=== EXERCISE DESCRIPTION ===
Copy out all lines of the records in which the word "marker" appears.

=== LISTED RECORDS ===
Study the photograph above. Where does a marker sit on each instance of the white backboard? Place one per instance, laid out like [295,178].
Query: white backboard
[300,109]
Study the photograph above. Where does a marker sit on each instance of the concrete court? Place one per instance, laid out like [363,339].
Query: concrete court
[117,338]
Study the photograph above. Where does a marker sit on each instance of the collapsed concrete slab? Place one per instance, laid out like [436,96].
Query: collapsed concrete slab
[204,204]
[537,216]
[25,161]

--

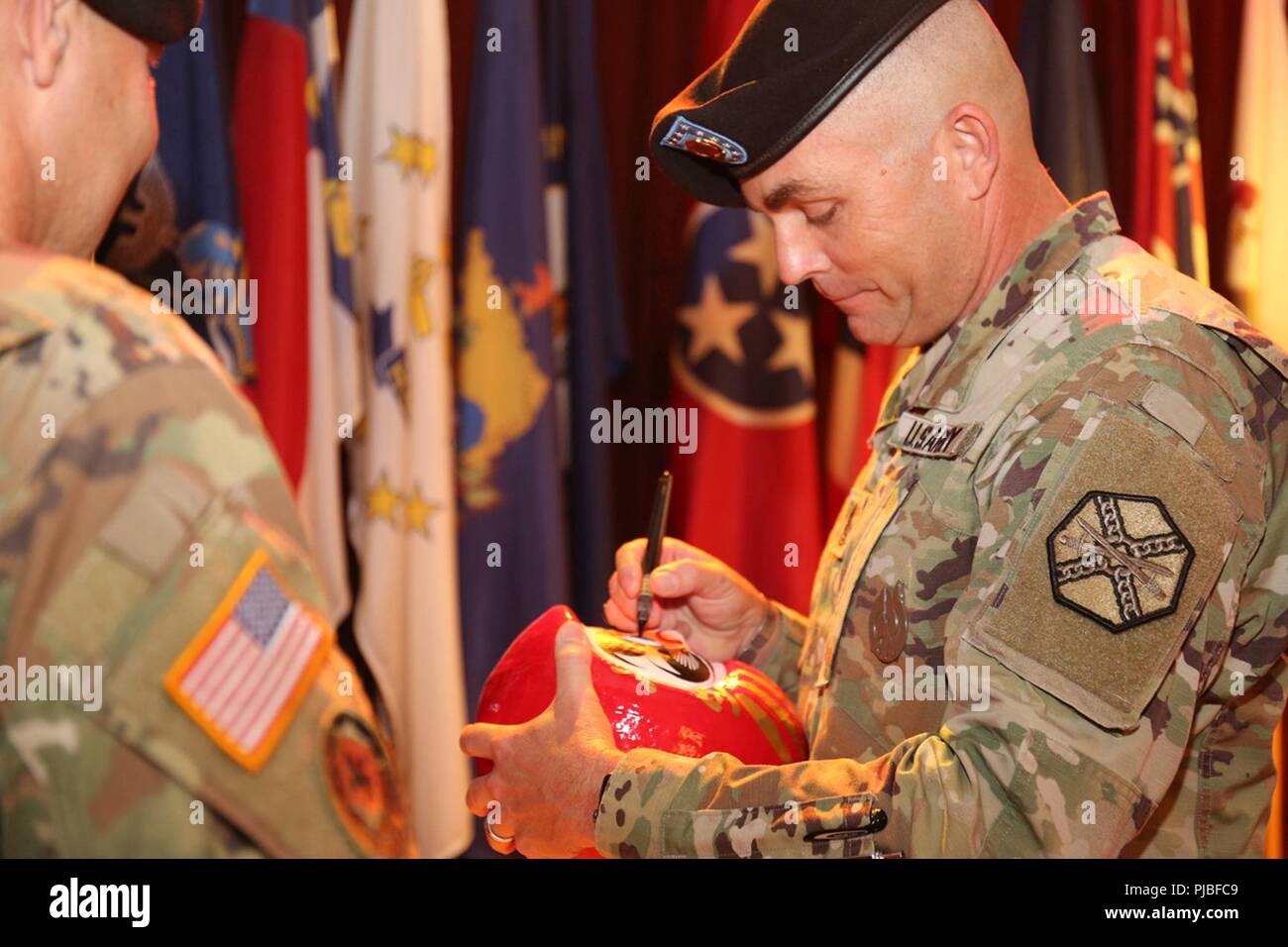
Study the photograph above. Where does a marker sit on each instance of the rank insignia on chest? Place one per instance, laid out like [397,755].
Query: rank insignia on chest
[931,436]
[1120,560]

...

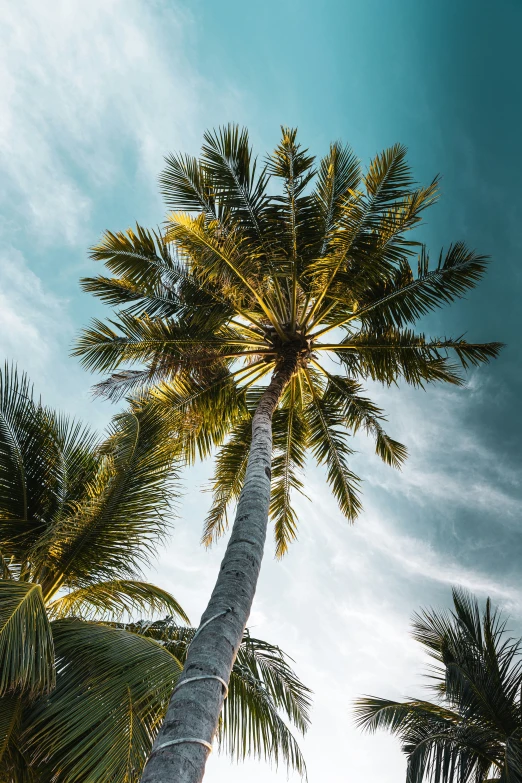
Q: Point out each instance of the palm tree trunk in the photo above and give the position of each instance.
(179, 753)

=== SOLUTION TO THE PROBLEM ===
Study the photograph above. Where does a marker sit on each instance of the white backboard? Place one per instance, laid out like [295,178].
Study the photograph above. Where does a marker sit on each instance of the concrete court? Place one per instance, laid out like [363,339].
Study the photograph above. Where does a marker sit on each instance of the collapsed concrete slab? Place one per instance, laid out like [436,96].
Study the photograph above. Where does a marker sit on each instance of the rank insignia on chest? Place one per instance, laid out like [397,755].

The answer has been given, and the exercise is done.